Task material:

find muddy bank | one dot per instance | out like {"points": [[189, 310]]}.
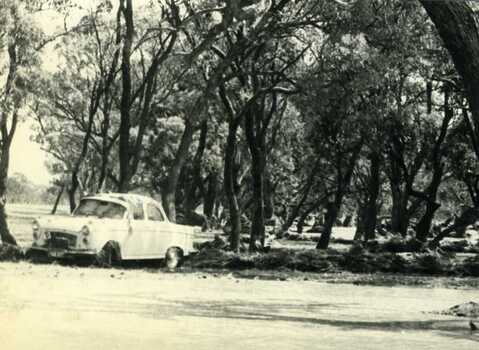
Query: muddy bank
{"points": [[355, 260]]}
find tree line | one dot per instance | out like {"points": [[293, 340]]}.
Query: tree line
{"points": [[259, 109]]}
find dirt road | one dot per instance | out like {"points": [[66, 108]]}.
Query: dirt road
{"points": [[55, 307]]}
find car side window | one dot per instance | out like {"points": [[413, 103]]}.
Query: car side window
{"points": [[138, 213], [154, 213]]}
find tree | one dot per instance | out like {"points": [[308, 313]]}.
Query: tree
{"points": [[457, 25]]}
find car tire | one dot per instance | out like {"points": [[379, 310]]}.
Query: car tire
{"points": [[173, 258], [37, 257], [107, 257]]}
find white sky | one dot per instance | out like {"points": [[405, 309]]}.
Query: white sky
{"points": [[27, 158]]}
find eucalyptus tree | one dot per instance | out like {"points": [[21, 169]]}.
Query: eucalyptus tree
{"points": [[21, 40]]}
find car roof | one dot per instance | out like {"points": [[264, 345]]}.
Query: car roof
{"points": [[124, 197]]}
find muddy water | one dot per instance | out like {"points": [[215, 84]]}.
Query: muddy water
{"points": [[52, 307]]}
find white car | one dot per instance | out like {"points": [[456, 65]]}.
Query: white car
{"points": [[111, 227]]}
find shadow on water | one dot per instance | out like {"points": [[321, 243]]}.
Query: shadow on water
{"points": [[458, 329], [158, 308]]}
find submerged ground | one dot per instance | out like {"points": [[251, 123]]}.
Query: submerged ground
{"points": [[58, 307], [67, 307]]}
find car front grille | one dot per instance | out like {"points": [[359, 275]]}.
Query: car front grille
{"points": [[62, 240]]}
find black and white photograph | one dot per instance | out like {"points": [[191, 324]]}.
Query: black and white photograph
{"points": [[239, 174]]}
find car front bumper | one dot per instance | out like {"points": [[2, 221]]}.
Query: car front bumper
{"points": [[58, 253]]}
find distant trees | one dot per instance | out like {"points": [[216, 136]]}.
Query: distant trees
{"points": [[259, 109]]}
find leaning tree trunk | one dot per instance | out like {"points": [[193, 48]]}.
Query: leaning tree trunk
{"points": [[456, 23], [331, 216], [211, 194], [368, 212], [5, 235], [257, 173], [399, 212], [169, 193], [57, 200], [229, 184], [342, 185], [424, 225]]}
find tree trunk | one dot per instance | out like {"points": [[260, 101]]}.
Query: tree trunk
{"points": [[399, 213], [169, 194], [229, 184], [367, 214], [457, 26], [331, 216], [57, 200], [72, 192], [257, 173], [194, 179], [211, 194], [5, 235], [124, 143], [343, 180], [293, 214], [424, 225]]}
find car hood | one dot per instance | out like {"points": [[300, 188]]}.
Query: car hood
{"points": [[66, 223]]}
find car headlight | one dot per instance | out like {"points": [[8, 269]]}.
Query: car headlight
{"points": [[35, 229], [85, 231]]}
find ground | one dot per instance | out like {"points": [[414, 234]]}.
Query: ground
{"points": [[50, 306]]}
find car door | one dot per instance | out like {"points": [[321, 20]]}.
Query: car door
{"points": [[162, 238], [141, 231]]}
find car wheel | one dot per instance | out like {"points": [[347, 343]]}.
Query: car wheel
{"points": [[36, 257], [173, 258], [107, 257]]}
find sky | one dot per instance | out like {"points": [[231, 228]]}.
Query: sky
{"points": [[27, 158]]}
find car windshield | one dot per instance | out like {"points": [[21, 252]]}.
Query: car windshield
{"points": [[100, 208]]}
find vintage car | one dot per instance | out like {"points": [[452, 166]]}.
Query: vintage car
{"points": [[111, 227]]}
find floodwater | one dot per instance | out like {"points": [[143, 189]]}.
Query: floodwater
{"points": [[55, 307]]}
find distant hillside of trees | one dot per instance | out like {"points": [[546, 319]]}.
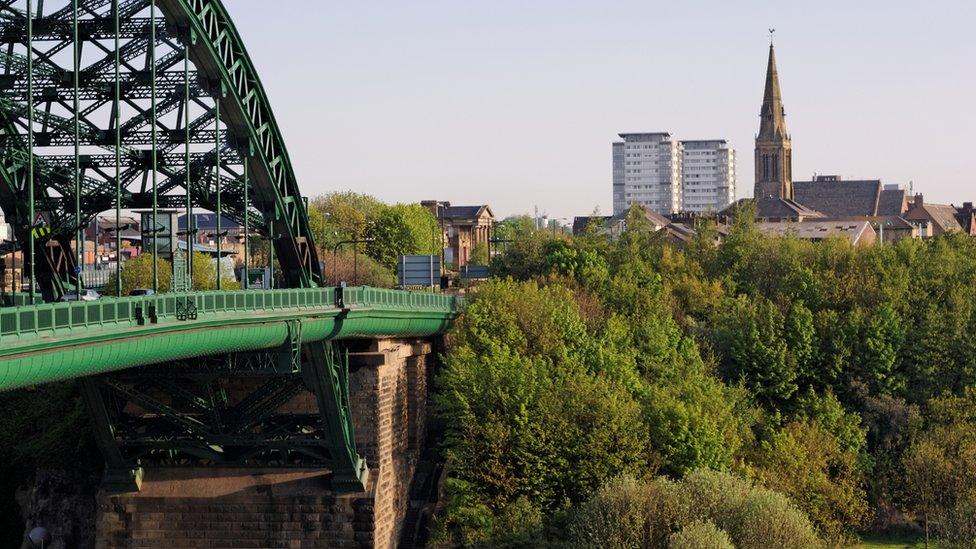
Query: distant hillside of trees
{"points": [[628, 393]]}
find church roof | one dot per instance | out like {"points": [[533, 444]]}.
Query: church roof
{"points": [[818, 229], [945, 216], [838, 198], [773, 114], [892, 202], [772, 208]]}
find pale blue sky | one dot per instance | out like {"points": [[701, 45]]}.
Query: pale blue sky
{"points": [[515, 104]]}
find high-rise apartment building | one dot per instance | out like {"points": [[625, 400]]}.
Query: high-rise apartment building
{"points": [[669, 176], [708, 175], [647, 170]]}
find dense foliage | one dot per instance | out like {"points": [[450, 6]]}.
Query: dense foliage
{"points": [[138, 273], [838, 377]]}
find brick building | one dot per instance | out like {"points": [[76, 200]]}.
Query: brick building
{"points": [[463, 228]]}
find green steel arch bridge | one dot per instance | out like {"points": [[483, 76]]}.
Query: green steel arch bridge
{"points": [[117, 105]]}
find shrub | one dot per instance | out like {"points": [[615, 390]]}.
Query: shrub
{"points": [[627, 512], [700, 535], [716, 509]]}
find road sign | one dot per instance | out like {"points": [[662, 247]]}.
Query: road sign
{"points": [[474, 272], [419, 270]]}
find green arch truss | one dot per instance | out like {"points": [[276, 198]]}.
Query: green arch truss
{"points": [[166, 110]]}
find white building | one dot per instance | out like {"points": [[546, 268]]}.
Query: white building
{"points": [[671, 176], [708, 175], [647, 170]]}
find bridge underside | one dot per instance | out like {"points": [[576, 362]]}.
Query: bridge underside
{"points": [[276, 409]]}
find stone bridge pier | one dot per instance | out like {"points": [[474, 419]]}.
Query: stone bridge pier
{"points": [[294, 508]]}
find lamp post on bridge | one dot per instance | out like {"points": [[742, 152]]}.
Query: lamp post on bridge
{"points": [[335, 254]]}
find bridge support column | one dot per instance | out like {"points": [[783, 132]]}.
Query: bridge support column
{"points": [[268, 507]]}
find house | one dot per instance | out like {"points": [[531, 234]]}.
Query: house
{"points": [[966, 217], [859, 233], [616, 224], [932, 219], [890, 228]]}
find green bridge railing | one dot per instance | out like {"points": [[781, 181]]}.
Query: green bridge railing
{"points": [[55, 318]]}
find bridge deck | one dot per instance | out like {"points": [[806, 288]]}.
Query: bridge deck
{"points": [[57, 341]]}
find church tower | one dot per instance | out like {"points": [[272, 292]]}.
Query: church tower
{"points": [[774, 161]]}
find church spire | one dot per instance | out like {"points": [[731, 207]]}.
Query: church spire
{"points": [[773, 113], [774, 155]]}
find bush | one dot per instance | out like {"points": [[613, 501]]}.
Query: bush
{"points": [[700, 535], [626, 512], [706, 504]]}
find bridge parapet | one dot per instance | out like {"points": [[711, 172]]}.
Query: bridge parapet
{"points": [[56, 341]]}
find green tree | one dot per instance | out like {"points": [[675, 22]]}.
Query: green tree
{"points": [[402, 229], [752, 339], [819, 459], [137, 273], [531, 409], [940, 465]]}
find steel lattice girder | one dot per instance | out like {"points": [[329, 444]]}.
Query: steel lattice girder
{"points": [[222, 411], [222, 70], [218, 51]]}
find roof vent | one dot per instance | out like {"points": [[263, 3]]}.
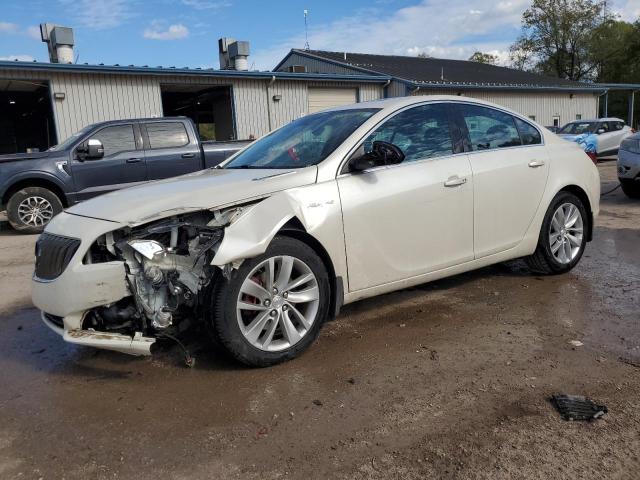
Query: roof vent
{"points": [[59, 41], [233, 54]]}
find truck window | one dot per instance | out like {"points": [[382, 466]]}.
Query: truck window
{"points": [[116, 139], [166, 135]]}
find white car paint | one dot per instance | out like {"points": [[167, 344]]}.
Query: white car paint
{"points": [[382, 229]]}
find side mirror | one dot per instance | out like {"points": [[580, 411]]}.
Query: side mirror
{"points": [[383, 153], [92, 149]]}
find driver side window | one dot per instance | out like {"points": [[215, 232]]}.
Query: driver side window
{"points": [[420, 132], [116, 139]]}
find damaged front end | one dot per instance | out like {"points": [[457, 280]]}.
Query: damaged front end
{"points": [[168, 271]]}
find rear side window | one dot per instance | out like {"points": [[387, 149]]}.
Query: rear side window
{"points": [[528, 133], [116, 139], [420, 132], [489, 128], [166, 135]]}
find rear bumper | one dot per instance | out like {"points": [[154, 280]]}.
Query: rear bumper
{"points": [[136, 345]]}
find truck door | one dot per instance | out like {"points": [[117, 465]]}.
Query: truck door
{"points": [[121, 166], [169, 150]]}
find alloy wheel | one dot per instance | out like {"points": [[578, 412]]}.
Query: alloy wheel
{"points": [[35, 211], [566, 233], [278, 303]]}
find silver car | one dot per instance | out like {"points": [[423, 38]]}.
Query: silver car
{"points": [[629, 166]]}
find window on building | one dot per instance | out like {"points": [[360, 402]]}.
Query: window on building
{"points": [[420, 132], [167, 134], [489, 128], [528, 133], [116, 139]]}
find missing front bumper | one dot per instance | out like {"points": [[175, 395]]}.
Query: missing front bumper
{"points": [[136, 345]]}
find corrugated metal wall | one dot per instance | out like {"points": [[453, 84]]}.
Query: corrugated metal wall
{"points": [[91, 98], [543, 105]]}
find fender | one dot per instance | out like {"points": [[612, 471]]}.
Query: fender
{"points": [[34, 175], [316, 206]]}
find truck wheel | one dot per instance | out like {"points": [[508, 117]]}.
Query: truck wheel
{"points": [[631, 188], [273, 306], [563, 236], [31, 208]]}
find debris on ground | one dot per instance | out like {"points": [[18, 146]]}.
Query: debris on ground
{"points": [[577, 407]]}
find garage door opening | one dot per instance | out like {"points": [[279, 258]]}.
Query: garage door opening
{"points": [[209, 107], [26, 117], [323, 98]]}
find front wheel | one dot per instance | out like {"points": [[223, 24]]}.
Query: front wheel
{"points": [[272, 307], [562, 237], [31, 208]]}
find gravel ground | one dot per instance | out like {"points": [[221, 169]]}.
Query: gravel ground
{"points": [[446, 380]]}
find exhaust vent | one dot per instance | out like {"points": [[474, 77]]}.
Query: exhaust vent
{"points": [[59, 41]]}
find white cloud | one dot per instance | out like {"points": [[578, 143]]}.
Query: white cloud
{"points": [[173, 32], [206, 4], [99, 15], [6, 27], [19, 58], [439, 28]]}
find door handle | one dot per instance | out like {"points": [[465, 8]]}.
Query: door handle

Assigned task: Each line holding the word "handle" must be copied from the data.

Task result:
find door handle | one dot per instance | out like {"points": [[465, 8]]}.
Query: door handle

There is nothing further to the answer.